** Exercise prompt **
Reproduce the care coordination text word for word, everything from "This paper shows" down to "in burn centers.".

** Text shown **
:::

# 977 Interdisciplinary Care Coordination to Maximize Rehabilitation Participation

**Authors:** William Scott Dewey, Sarah Flores, Caroline Claassen, Adam Meyer, James Aden, Elisa Barboza, Barret Halgas, Leopoldo Cancio

PMC · DOI: 10.1093/jbcr/iraf019.508 · 2025-04-01

## TL;DR

This paper shows how interdisciplinary teamwork in a burn center improved rehabilitation participation by reducing missed treatments through better care coordination.

## Contribution

The study introduces a novel interdisciplinary care coordination model to reduce missed rehabilitation sessions in burn centers.

## Key findings

- Missed treatments dropped from 4.7% in May to 0.5% in August after implementing changes.
- Interdisciplinary collaboration significantly reduced conflicts between wound care and rehabilitation.
- The intervention led to a consistent reduction in missed treatments over three months.

## Abstract

Rehabilitation in the acute care setting can have a significant impact on functional outcomes and is recognized as part of the Intensive Care Unit liberation bundle. A previous performance improvement project in 2018 found that wound care and wound assessments were the most common barriers to rehabilitative care in our burn center. An interdisciplinary approach to care coordination was needed to optimize rehabilitation participation without compromising wound care and assessments.

:::

(Stored data)
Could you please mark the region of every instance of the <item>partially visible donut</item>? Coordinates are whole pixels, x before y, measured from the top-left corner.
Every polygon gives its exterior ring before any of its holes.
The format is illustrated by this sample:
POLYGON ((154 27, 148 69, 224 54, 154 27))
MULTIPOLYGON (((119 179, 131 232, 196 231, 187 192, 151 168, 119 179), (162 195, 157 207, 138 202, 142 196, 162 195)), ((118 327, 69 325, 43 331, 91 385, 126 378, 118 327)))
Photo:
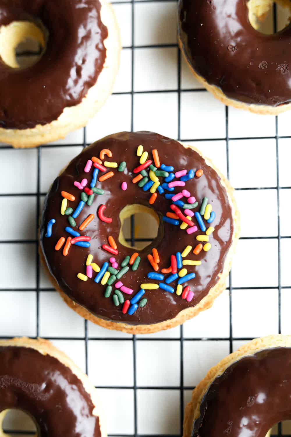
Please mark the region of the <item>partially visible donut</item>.
POLYGON ((41 339, 0 341, 1 436, 11 409, 31 416, 41 437, 107 435, 94 386, 72 360, 41 339))

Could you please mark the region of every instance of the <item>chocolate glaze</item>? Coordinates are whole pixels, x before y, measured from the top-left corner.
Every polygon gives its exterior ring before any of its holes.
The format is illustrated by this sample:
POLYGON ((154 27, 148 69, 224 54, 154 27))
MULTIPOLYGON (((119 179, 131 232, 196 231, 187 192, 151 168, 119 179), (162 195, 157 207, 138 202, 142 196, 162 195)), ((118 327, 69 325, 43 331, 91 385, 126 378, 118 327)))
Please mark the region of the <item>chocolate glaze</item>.
POLYGON ((106 57, 107 30, 100 9, 99 0, 0 0, 0 26, 38 19, 49 34, 35 65, 13 69, 0 59, 1 127, 45 125, 81 102, 106 57))
POLYGON ((94 408, 82 382, 56 358, 30 348, 0 347, 0 411, 25 411, 41 437, 101 437, 94 408))
POLYGON ((265 437, 291 419, 291 349, 262 350, 216 378, 200 405, 193 437, 265 437))
MULTIPOLYGON (((161 178, 161 179, 163 182, 163 180, 161 178)), ((178 192, 181 189, 180 187, 176 187, 173 192, 178 192)), ((135 272, 130 269, 121 279, 124 285, 132 288, 135 292, 139 291, 140 284, 155 282, 147 278, 147 274, 152 271, 152 268, 147 255, 151 253, 153 248, 156 247, 158 249, 161 260, 160 265, 164 268, 170 265, 171 254, 182 252, 188 244, 192 245, 194 248, 198 243, 195 236, 201 233, 201 231, 189 236, 179 226, 163 223, 162 215, 165 215, 166 212, 170 211, 171 204, 170 200, 166 199, 163 195, 158 195, 151 207, 160 219, 158 236, 148 246, 139 251, 141 261, 137 270, 135 272)), ((197 305, 206 295, 209 289, 217 283, 218 275, 223 270, 225 257, 231 244, 233 231, 232 208, 226 190, 222 186, 216 172, 206 164, 199 155, 189 148, 185 149, 174 140, 157 134, 125 132, 106 137, 85 149, 57 178, 45 200, 41 223, 40 243, 51 273, 60 288, 71 299, 93 314, 106 319, 133 325, 151 324, 173 319, 184 309, 197 305), (124 207, 137 203, 151 207, 148 202, 151 195, 149 191, 144 192, 137 184, 133 184, 131 181, 133 177, 136 175, 133 173, 133 170, 139 165, 139 158, 136 155, 136 151, 140 144, 142 144, 144 149, 148 152, 149 157, 151 157, 151 151, 157 149, 161 163, 173 166, 175 171, 184 168, 202 169, 204 171, 203 176, 188 181, 185 188, 195 197, 199 203, 203 197, 208 197, 216 217, 211 225, 216 227, 216 231, 209 239, 212 244, 211 249, 208 252, 202 250, 197 256, 191 252, 187 257, 189 259, 201 260, 202 262, 202 265, 199 266, 188 266, 188 272, 194 271, 196 275, 194 279, 184 284, 184 286, 189 285, 194 292, 195 297, 192 302, 187 302, 175 293, 171 294, 161 289, 147 290, 144 296, 148 300, 147 304, 143 308, 138 308, 133 315, 130 316, 123 314, 120 307, 114 305, 112 296, 108 298, 104 297, 105 286, 96 284, 93 279, 88 279, 86 282, 80 281, 77 278, 76 275, 79 272, 86 272, 85 262, 88 254, 93 255, 93 262, 100 267, 103 262, 108 261, 109 257, 112 256, 101 248, 102 244, 107 243, 107 237, 110 235, 112 235, 118 242, 120 225, 119 215, 124 207), (124 173, 113 169, 113 177, 102 183, 97 182, 96 186, 104 190, 104 194, 95 196, 92 206, 86 205, 76 219, 78 225, 89 214, 95 215, 93 221, 83 231, 79 231, 82 235, 88 235, 91 237, 91 246, 87 249, 72 246, 68 255, 64 257, 62 250, 57 252, 54 249, 61 236, 65 236, 66 238, 68 236, 65 231, 65 227, 68 225, 67 216, 62 216, 60 213, 62 200, 61 191, 68 191, 75 197, 76 200, 74 202, 68 202, 75 209, 79 202, 81 192, 73 185, 73 182, 76 180, 80 181, 86 177, 89 184, 92 173, 84 172, 85 165, 87 160, 92 156, 99 157, 100 150, 103 149, 109 149, 112 152, 113 156, 110 160, 116 160, 118 163, 122 160, 126 161, 126 169, 124 173), (124 191, 120 188, 123 181, 127 182, 128 187, 124 191), (98 208, 102 204, 106 205, 105 215, 113 219, 112 223, 104 223, 97 216, 98 208), (52 218, 55 218, 56 222, 53 227, 52 235, 51 238, 46 238, 45 236, 47 225, 52 218)), ((119 254, 116 258, 120 268, 120 263, 124 257, 131 256, 136 251, 124 247, 120 243, 118 243, 117 246, 119 254)), ((175 288, 176 284, 175 281, 171 285, 175 288)))
POLYGON ((179 0, 178 31, 195 72, 227 97, 270 106, 291 102, 291 26, 255 30, 246 0, 179 0))

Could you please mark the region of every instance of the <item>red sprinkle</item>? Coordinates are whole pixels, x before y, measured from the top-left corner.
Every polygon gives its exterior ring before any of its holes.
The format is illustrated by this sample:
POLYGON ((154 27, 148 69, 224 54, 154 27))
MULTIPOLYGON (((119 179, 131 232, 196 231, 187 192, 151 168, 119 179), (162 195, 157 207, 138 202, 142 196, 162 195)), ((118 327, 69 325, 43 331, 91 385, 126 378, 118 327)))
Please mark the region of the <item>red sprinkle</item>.
POLYGON ((105 205, 100 205, 98 209, 98 217, 100 220, 102 220, 103 222, 105 222, 105 223, 111 223, 112 221, 112 219, 110 218, 109 217, 106 217, 103 214, 106 208, 106 207, 105 205))

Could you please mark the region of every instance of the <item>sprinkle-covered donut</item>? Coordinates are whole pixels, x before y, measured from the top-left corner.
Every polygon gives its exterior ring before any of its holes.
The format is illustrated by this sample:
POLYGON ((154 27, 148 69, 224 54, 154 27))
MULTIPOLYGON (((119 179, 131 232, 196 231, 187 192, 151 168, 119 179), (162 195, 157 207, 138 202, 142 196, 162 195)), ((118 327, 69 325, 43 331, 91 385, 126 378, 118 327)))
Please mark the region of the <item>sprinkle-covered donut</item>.
POLYGON ((41 437, 106 437, 96 390, 49 341, 0 341, 0 435, 7 410, 22 410, 41 437))
MULTIPOLYGON (((289 0, 275 1, 289 16, 289 0)), ((179 0, 178 36, 186 60, 196 78, 226 104, 258 114, 291 107, 291 27, 270 35, 257 30, 273 3, 179 0)))
POLYGON ((0 0, 0 141, 38 146, 85 125, 110 94, 120 51, 106 0, 0 0), (26 39, 41 56, 18 68, 26 39))
POLYGON ((151 332, 182 323, 225 288, 238 233, 233 191, 194 148, 157 134, 96 142, 45 201, 40 244, 55 286, 108 328, 151 332), (158 225, 141 250, 121 231, 135 212, 158 225))
POLYGON ((211 369, 186 407, 184 437, 265 437, 290 420, 291 336, 256 339, 211 369))

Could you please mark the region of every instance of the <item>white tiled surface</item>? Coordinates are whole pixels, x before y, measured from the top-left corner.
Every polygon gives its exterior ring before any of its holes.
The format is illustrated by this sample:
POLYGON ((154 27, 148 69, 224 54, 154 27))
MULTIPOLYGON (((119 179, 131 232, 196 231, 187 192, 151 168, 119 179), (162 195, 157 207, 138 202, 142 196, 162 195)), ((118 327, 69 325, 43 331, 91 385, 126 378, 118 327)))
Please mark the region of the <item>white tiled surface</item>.
MULTIPOLYGON (((227 112, 202 89, 182 59, 179 95, 176 7, 175 1, 136 0, 133 26, 132 4, 114 4, 124 47, 120 71, 113 94, 89 121, 86 138, 90 143, 132 127, 153 130, 187 139, 223 173, 228 169, 237 189, 243 237, 233 260, 231 300, 227 289, 182 330, 177 327, 135 338, 85 324, 54 291, 41 268, 37 274, 35 243, 38 182, 43 194, 81 150, 84 131, 38 149, 0 149, 0 336, 51 338, 81 368, 87 368, 100 388, 109 434, 116 437, 134 435, 135 429, 148 436, 180 435, 180 401, 189 399, 191 388, 210 367, 247 339, 277 333, 279 322, 283 333, 291 333, 291 139, 279 138, 276 144, 275 117, 232 108, 227 112), (133 28, 139 46, 133 54, 133 28), (277 177, 284 237, 280 263, 277 177), (280 319, 279 285, 283 287, 280 319), (183 392, 181 381, 186 388, 183 392)), ((290 117, 290 112, 278 117, 279 135, 291 135, 290 117)), ((43 199, 40 196, 40 209, 43 199)))

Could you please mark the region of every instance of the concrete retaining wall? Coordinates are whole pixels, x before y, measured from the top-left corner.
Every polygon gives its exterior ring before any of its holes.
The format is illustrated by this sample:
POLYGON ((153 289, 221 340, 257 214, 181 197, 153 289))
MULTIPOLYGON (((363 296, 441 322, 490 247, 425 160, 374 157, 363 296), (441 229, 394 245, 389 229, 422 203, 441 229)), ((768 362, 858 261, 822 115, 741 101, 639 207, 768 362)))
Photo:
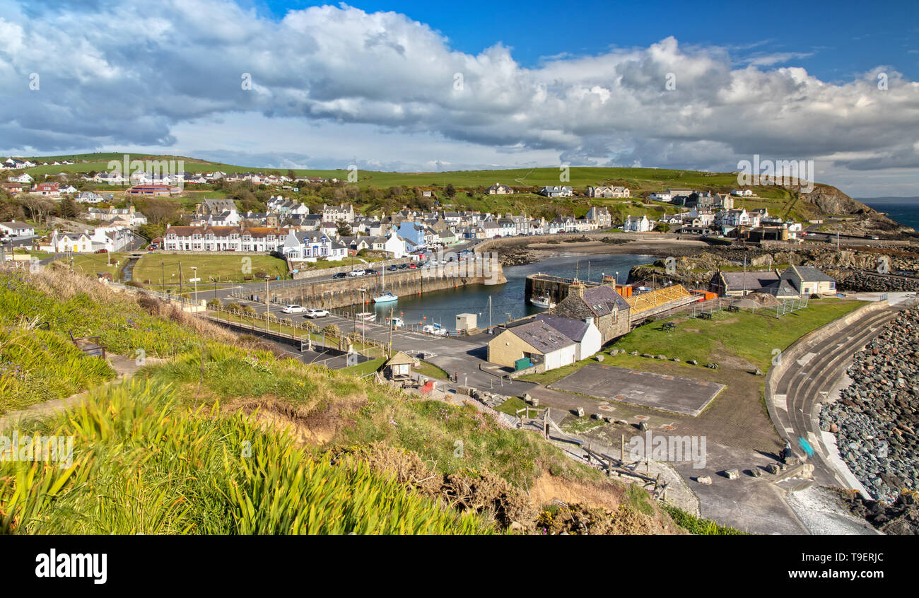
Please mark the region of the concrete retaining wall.
MULTIPOLYGON (((821 326, 817 330, 811 331, 804 336, 795 341, 790 347, 782 352, 781 362, 777 366, 770 367, 769 372, 766 375, 766 405, 772 404, 772 396, 776 392, 776 384, 777 380, 781 379, 782 376, 785 375, 789 367, 790 367, 793 364, 798 363, 798 360, 808 352, 808 349, 814 342, 819 342, 828 336, 831 336, 849 326, 852 322, 857 322, 875 313, 876 311, 886 310, 888 307, 886 299, 883 301, 873 301, 868 305, 858 308, 854 311, 851 311, 838 320, 831 322, 825 326, 821 326)), ((772 414, 771 410, 769 413, 770 415, 772 414)), ((773 418, 773 423, 776 423, 775 418, 773 418)))

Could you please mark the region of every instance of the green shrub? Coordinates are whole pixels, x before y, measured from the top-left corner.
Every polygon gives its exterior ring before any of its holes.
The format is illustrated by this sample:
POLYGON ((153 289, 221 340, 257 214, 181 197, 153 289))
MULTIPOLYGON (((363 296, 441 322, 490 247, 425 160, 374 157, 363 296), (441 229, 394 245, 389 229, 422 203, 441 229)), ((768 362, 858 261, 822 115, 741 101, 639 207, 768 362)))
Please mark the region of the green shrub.
POLYGON ((69 467, 0 462, 3 534, 489 534, 352 457, 314 458, 254 418, 124 382, 28 432, 74 438, 69 467))

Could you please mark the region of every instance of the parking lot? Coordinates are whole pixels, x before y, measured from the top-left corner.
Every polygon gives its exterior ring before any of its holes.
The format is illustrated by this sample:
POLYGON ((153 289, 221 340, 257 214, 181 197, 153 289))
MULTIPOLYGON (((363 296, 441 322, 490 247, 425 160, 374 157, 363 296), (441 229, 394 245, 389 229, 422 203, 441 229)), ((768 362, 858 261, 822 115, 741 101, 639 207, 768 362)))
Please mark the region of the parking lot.
POLYGON ((695 417, 724 389, 724 385, 590 364, 550 388, 695 417))

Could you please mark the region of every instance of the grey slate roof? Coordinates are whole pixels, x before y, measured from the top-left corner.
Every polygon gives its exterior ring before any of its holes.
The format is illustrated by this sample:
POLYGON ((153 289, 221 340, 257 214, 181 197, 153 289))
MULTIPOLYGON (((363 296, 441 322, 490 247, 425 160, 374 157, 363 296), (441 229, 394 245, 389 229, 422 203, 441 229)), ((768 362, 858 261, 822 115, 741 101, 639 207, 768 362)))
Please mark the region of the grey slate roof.
POLYGON ((584 297, 571 291, 563 300, 553 308, 550 313, 564 318, 584 320, 584 318, 601 318, 609 315, 614 310, 620 311, 630 310, 629 303, 616 289, 609 285, 600 285, 585 288, 584 297))
POLYGON ((539 320, 507 330, 542 354, 552 353, 574 344, 574 341, 539 320))
POLYGON ((578 343, 584 339, 584 335, 587 333, 587 329, 590 327, 587 322, 582 320, 562 318, 549 313, 537 314, 536 319, 537 321, 546 322, 568 338, 573 341, 577 341, 578 343))
MULTIPOLYGON (((827 275, 820 268, 815 268, 812 265, 795 265, 792 266, 798 271, 798 275, 804 280, 809 282, 835 282, 835 278, 827 275)), ((789 268, 790 270, 791 268, 789 268)), ((785 278, 785 275, 789 274, 789 270, 782 273, 782 277, 785 278)))

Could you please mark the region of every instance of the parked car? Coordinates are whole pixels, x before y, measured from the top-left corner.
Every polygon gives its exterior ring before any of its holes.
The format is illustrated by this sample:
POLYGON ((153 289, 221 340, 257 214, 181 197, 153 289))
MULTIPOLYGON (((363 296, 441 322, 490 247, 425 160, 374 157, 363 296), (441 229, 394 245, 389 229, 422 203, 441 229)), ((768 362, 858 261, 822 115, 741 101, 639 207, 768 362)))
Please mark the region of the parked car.
POLYGON ((449 333, 437 324, 426 324, 421 329, 421 332, 427 333, 428 334, 436 334, 437 336, 447 336, 449 334, 449 333))

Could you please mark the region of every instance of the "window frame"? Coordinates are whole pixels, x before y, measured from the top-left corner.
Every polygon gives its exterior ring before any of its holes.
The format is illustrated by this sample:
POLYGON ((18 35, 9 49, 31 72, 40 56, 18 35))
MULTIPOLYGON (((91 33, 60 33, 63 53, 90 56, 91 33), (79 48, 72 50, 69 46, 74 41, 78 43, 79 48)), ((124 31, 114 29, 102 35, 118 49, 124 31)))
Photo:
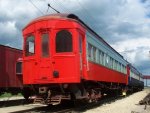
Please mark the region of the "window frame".
POLYGON ((70 54, 70 53, 73 53, 74 52, 74 35, 73 35, 73 31, 72 30, 70 30, 70 29, 59 29, 59 30, 56 30, 55 31, 55 36, 54 36, 55 38, 54 38, 54 50, 55 50, 55 53, 56 54, 70 54), (71 51, 63 51, 63 52, 57 52, 57 33, 58 32, 61 32, 61 31, 68 31, 70 34, 71 34, 71 38, 72 38, 72 50, 71 51))
POLYGON ((25 57, 32 57, 32 56, 35 56, 35 54, 36 54, 36 37, 35 37, 35 34, 34 33, 30 33, 30 34, 28 34, 28 35, 26 35, 25 36, 25 41, 24 41, 24 56, 25 57), (31 53, 30 55, 29 55, 29 48, 28 48, 28 55, 27 55, 27 39, 29 38, 29 37, 31 37, 31 36, 33 36, 33 38, 34 38, 34 53, 31 53))
POLYGON ((47 32, 41 32, 40 33, 40 40, 41 40, 41 45, 40 45, 40 47, 41 47, 41 57, 42 58, 48 58, 48 57, 50 57, 50 33, 47 31, 47 32), (48 35, 48 55, 46 55, 46 56, 43 56, 43 34, 47 34, 48 35))

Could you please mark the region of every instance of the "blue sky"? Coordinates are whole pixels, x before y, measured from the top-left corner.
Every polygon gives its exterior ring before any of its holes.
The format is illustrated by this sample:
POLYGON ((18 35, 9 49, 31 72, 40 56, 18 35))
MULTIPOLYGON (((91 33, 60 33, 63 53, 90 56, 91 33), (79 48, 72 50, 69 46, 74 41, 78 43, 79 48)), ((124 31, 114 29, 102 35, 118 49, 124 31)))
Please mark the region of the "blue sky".
POLYGON ((23 27, 38 16, 55 13, 47 11, 48 3, 62 13, 78 15, 140 72, 150 75, 149 0, 0 0, 0 44, 21 49, 23 27))

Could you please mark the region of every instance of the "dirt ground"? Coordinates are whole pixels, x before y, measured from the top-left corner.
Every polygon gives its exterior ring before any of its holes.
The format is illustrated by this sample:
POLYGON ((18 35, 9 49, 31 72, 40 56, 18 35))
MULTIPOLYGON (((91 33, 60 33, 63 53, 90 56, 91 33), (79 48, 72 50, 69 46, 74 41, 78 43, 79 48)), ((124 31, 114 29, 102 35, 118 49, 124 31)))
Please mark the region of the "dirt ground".
POLYGON ((138 104, 148 93, 150 93, 150 88, 146 88, 143 91, 116 100, 110 104, 107 103, 100 107, 90 109, 84 113, 150 113, 150 106, 144 109, 145 105, 138 104))
MULTIPOLYGON (((84 113, 150 113, 150 106, 147 106, 145 110, 145 105, 138 104, 148 93, 150 93, 150 88, 144 89, 143 91, 134 93, 125 98, 118 99, 115 102, 106 103, 97 108, 88 109, 84 113)), ((41 105, 28 104, 0 107, 0 113, 11 113, 38 107, 41 107, 41 105)))

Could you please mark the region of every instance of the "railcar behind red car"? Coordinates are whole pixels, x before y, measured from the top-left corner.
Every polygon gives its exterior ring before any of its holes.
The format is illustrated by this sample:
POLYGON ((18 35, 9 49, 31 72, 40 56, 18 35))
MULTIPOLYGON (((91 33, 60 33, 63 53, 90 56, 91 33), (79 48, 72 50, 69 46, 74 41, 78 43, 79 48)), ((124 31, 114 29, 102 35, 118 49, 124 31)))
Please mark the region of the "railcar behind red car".
POLYGON ((23 37, 23 83, 37 101, 91 102, 128 88, 129 63, 73 14, 34 19, 23 37))

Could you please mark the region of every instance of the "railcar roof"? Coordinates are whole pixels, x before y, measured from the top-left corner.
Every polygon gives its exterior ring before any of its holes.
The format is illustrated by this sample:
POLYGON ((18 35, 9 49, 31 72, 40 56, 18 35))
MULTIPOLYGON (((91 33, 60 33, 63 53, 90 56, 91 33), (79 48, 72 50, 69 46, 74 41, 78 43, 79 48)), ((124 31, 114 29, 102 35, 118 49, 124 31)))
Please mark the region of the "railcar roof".
POLYGON ((85 27, 88 31, 90 31, 91 33, 93 33, 99 40, 101 40, 103 42, 103 44, 105 44, 106 46, 110 47, 114 52, 116 52, 120 57, 123 58, 123 56, 121 54, 119 54, 102 37, 100 37, 94 30, 92 30, 87 24, 85 24, 78 16, 76 16, 74 14, 62 14, 62 13, 58 13, 58 14, 44 15, 44 16, 41 16, 41 17, 38 17, 38 18, 34 19, 27 26, 29 26, 30 24, 35 23, 37 21, 49 20, 49 19, 72 19, 72 20, 75 20, 75 21, 79 22, 83 27, 85 27))

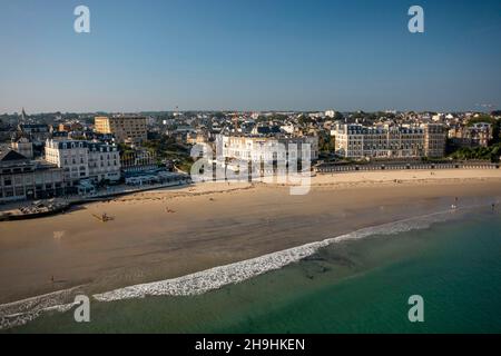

:::

** Task response **
This paper shows how interdisciplinary teamwork in a burn center improved rehabilitation participation by reducing missed treatments through better care coordination.

## Contribution

The study introduces a novel interdisciplinary care coordination model to reduce missed rehabilitation sessions in burn centers.